Directive =>
Pull out every line of the material that contains the string "fence", and copy each one unchanged.

* * * * *

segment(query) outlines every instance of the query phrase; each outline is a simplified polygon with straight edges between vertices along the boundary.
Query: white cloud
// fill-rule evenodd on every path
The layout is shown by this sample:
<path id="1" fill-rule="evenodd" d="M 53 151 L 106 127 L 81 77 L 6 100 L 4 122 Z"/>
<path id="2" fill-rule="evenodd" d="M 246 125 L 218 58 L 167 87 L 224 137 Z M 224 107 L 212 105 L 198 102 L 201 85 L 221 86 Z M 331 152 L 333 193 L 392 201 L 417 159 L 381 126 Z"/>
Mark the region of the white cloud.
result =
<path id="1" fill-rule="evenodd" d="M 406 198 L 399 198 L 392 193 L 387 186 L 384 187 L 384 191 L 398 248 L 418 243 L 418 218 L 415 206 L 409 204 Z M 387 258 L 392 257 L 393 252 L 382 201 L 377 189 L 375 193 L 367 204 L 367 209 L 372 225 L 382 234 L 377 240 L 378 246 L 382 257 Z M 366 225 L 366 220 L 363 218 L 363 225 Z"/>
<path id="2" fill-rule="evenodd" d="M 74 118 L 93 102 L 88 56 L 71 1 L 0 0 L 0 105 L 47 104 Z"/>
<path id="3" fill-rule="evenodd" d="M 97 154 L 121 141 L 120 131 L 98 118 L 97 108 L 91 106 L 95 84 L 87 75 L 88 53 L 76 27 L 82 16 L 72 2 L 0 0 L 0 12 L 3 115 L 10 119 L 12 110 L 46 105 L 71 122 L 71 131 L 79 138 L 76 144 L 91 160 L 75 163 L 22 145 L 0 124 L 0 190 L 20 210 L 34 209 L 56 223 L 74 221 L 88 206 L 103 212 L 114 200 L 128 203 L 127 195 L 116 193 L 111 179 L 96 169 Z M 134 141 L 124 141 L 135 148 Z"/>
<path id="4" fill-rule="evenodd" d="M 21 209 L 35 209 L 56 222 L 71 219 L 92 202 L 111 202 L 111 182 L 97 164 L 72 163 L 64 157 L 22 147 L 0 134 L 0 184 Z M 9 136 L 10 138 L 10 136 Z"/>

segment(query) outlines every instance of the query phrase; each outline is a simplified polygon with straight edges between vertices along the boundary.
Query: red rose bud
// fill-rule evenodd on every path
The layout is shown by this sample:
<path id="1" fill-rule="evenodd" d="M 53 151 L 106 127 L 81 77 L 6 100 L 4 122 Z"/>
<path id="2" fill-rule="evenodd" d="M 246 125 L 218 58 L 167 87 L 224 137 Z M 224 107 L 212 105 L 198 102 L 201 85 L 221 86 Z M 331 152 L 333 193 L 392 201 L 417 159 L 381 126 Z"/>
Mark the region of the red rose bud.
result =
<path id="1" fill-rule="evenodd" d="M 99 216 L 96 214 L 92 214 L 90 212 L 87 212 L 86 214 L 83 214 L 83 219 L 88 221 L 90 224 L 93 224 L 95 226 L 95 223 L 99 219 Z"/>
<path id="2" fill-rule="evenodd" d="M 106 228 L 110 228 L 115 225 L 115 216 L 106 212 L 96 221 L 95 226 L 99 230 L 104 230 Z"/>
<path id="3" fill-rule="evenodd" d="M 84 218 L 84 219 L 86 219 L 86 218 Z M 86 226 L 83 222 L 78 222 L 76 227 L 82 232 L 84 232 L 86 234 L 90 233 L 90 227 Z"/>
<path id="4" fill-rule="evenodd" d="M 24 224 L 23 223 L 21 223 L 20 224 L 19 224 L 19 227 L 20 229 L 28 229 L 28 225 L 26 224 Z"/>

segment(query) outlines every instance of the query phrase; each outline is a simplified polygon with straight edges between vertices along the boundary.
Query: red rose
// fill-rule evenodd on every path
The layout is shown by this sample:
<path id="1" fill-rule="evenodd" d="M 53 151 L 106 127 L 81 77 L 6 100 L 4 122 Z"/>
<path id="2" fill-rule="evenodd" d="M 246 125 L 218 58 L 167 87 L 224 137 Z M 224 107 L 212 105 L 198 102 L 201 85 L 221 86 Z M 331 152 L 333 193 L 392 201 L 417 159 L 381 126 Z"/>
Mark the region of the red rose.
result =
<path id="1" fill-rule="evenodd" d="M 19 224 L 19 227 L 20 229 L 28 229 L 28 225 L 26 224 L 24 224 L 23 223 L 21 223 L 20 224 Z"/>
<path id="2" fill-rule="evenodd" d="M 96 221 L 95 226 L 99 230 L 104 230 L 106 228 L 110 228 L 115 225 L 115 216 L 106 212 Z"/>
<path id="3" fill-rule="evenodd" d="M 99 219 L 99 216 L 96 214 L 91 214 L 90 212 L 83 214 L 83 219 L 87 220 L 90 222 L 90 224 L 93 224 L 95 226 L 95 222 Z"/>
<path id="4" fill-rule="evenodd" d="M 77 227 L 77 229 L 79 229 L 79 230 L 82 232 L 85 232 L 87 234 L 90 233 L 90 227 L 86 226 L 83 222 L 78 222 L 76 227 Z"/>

* * * * *

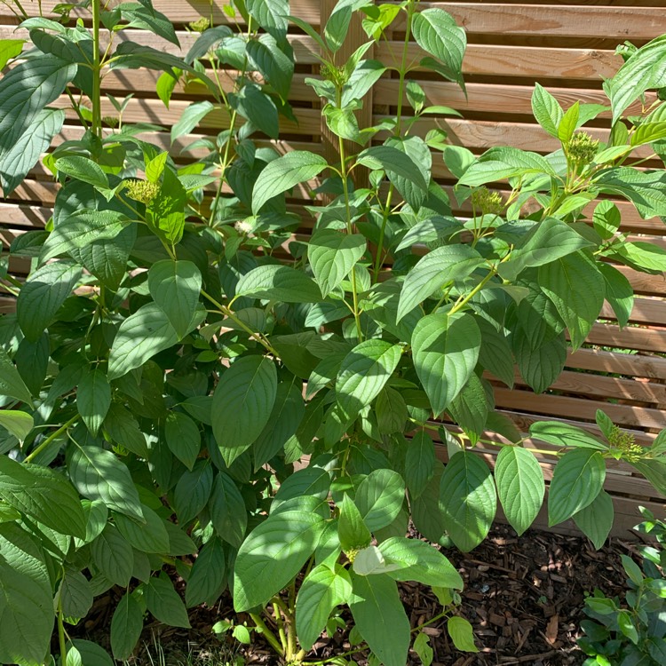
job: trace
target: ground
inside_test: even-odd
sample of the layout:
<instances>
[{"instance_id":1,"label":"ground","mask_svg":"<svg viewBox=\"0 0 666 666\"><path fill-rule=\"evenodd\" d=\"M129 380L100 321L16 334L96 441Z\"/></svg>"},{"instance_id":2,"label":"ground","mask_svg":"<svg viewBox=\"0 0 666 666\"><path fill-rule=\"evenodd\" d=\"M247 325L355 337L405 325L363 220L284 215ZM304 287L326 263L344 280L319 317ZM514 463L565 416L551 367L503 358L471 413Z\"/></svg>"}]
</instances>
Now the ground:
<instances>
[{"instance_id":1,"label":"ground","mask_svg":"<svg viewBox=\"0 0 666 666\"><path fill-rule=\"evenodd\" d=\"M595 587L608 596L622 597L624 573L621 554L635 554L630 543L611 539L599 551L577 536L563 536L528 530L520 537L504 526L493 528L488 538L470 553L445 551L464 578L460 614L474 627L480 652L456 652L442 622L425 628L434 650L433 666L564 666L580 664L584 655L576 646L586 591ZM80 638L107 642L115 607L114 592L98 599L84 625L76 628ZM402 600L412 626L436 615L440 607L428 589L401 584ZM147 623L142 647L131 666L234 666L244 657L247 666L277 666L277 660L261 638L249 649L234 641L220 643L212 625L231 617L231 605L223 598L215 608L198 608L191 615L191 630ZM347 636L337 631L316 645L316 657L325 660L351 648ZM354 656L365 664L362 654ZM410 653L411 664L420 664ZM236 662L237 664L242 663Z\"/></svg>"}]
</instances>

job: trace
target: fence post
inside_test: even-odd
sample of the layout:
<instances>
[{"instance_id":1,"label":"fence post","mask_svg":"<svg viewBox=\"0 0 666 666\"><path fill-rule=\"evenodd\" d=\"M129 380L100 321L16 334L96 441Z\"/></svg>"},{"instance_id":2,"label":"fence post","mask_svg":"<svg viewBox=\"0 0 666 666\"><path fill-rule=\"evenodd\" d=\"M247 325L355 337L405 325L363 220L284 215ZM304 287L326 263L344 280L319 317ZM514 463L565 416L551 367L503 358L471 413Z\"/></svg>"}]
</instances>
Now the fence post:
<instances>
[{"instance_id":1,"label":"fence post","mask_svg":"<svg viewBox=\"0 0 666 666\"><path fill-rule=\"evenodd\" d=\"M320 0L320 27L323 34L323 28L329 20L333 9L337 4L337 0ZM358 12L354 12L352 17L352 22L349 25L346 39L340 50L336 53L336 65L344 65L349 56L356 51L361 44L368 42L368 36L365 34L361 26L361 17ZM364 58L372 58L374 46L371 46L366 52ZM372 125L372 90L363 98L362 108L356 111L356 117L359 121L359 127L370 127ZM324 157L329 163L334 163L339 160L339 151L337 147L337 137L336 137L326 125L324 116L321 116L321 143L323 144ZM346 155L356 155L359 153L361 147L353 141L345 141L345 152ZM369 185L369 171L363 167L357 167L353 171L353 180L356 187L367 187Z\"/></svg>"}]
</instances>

* * * * *

Solution to this task =>
target: fence post
[{"instance_id":1,"label":"fence post","mask_svg":"<svg viewBox=\"0 0 666 666\"><path fill-rule=\"evenodd\" d=\"M129 380L100 321L16 334L96 441Z\"/></svg>"},{"instance_id":2,"label":"fence post","mask_svg":"<svg viewBox=\"0 0 666 666\"><path fill-rule=\"evenodd\" d=\"M247 325L355 337L405 325L363 220L284 215ZM304 287L326 263L344 280L319 317ZM514 463L565 416L551 367L503 358L471 413Z\"/></svg>"}]
Now the fence post:
[{"instance_id":1,"label":"fence post","mask_svg":"<svg viewBox=\"0 0 666 666\"><path fill-rule=\"evenodd\" d=\"M320 0L320 27L323 34L323 28L329 20L333 9L337 4L337 0ZM358 12L354 12L352 17L352 22L349 25L346 39L340 50L336 53L336 65L344 65L349 56L356 51L361 44L368 42L368 36L365 34L361 26L361 17ZM364 58L372 58L374 46L371 46L366 52ZM372 125L372 90L363 98L362 108L356 111L356 117L359 121L359 127L370 127ZM324 157L329 163L334 163L339 160L339 151L337 147L337 137L336 137L326 125L324 116L321 116L321 143L323 144ZM346 155L356 155L359 153L361 147L353 141L345 141L345 152ZM369 185L369 171L363 167L357 167L353 171L353 180L356 187L367 187Z\"/></svg>"}]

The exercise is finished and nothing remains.